- **TASK DIRECTIONS**
All of the records must be repeated exactly as they read.

- **RECORDS SUPPLIED**

· · · · ·

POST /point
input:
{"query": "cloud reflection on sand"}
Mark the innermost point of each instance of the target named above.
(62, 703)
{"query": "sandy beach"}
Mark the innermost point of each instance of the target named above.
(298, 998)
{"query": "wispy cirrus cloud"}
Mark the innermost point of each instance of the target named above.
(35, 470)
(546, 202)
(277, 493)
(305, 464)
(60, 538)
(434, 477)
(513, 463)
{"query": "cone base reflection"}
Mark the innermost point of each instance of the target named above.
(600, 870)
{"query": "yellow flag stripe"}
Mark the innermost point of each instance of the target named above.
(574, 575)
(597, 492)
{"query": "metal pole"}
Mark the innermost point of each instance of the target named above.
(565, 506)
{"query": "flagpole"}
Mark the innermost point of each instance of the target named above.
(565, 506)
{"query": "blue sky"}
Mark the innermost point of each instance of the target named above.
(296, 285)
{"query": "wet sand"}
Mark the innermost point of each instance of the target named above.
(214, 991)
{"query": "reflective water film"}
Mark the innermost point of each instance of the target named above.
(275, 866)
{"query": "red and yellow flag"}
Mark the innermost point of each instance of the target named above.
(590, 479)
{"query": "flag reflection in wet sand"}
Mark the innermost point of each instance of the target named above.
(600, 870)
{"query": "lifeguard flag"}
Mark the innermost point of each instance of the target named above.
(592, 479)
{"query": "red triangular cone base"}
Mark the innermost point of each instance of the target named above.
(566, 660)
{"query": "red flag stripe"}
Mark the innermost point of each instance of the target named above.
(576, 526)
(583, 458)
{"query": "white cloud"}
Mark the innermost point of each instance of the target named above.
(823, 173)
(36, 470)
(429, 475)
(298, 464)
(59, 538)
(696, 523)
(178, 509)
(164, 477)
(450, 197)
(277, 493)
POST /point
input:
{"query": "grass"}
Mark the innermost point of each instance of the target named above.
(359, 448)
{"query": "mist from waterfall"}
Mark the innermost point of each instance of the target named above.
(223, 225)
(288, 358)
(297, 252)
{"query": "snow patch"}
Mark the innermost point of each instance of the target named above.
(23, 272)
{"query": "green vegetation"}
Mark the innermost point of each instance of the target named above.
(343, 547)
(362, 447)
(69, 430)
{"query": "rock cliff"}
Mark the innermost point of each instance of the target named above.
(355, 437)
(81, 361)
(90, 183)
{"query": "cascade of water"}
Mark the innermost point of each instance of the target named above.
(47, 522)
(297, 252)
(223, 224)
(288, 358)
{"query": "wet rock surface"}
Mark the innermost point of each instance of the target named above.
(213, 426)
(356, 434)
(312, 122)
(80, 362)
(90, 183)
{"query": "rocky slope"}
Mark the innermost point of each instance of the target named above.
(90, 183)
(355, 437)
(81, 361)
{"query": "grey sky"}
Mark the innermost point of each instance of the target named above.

· · · · ·

- **WRITTEN REPLY**
POST /point
input:
{"query": "cloud reflection on sand"}
Mark the innermost point of each instance of the target named above.
(62, 703)
{"query": "sandy beach"}
Mark the innermost point of each instance of the target named above.
(298, 998)
{"query": "wispy cirrus cloud"}
Mark the innermost point of each instance of the target named above.
(35, 470)
(546, 202)
(277, 493)
(305, 464)
(60, 538)
(434, 477)
(513, 463)
{"query": "cone base reflection"}
Mark the innermost point of each instance of the target named above.
(600, 870)
{"query": "yellow flag stripe"}
Mark the innermost point of each instance of the target named above.
(574, 575)
(597, 492)
{"query": "metal pole"}
Mark the innermost point of each instance of the target named above.
(565, 506)
{"query": "flagpole"}
Mark the innermost point of each instance of the target named above.
(565, 506)
{"query": "blue sky"}
Mark the innermost point of each instance of the target named above.
(296, 285)
{"query": "wet sand"}
Mark the innermost point of each instance of the target named above.
(214, 991)
{"query": "reflective water film"}
Mark the innermost point of each instance of the target named above.
(275, 866)
{"query": "red and yellow flag"}
Mark the innermost point of each instance of the target named above.
(590, 479)
{"query": "flag reflection in wet sand"}
Mark the innermost point of each instance of the target named above.
(600, 870)
{"query": "lifeguard flag"}
Mark the innermost point of each instance of the target named above.
(592, 479)
{"query": "red triangular cone base"}
Mark the innermost point of each instance of the target named above.
(566, 660)
{"query": "red flag stripe"}
Mark the innermost point of each instance of the target named above.
(576, 526)
(583, 458)
{"query": "white cloud"}
Mark the innermost point of each instance of the target named above.
(823, 173)
(36, 470)
(429, 475)
(298, 464)
(59, 538)
(696, 523)
(178, 509)
(164, 477)
(450, 197)
(277, 493)
POST /point
input:
{"query": "grass"}
Mark the innermost point of each instance of the target named above.
(359, 448)
{"query": "mist from waterfall"}
Mark the innermost point of each instance of the target named above.
(223, 225)
(288, 358)
(297, 252)
{"query": "snow patch"}
Mark the innermost point of each instance of the target named above.
(23, 272)
{"query": "green vegetation"}
Mark the innermost point of each instance of the target named above.
(343, 547)
(362, 447)
(69, 430)
{"query": "rock cliff"}
Mark the innermost point of each instance of the target named above.
(355, 437)
(81, 361)
(90, 183)
{"query": "cascade of water"}
Mark the innermost point of each instance of the target named above.
(47, 522)
(297, 252)
(223, 224)
(288, 358)
{"query": "wet rock surface"}
Mark the innermost point of each instance of the target named above.
(213, 426)
(356, 434)
(312, 122)
(80, 362)
(90, 183)
{"query": "rocky slope"}
Mark the innermost point of each instance of the target named above.
(90, 183)
(355, 437)
(81, 361)
{"query": "grey sky"}
Mark the innermost point of each instance of the target named above.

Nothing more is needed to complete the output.